■ **JOB**:
Copy out word for word the lines of the records below, from the line containing "Provide the segmentation of every instance of the van" through the line containing "458 255 L 452", with both of those lines included.

■ **MATERIAL PROVIDED**:
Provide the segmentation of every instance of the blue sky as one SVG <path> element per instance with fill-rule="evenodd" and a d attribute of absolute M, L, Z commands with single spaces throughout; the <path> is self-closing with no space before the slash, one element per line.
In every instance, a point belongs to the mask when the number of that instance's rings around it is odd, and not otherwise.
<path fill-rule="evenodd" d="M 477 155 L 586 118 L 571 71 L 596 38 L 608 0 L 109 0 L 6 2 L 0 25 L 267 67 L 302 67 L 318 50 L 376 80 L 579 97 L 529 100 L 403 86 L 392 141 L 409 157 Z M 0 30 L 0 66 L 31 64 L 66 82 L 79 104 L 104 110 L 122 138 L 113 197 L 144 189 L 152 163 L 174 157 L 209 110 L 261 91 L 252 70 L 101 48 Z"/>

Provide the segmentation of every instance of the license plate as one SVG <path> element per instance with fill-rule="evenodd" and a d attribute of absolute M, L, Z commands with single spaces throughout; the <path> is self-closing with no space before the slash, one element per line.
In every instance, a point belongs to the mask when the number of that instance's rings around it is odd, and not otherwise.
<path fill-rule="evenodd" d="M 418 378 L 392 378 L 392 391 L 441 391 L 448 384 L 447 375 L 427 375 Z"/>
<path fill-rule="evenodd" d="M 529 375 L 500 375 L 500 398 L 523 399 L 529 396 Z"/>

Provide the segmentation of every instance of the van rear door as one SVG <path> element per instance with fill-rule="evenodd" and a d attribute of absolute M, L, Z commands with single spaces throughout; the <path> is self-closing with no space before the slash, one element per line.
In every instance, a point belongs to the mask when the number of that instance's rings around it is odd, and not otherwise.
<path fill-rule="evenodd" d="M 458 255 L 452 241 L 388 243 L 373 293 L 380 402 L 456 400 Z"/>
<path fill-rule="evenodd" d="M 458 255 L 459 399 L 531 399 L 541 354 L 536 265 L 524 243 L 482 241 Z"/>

■ **SOLUTION**:
Provide the segmentation of every instance of the van rear door as one SVG <path> element per instance with fill-rule="evenodd" and a d attribute of absolute M, L, Z commands with single spaces throughout; the <path> is self-closing with no space before the slash, one element per line.
In every instance, a point belongs to the mask when the number of that instance's rings around it is odd, and not otherwise.
<path fill-rule="evenodd" d="M 458 255 L 452 241 L 388 243 L 373 293 L 380 402 L 456 400 Z"/>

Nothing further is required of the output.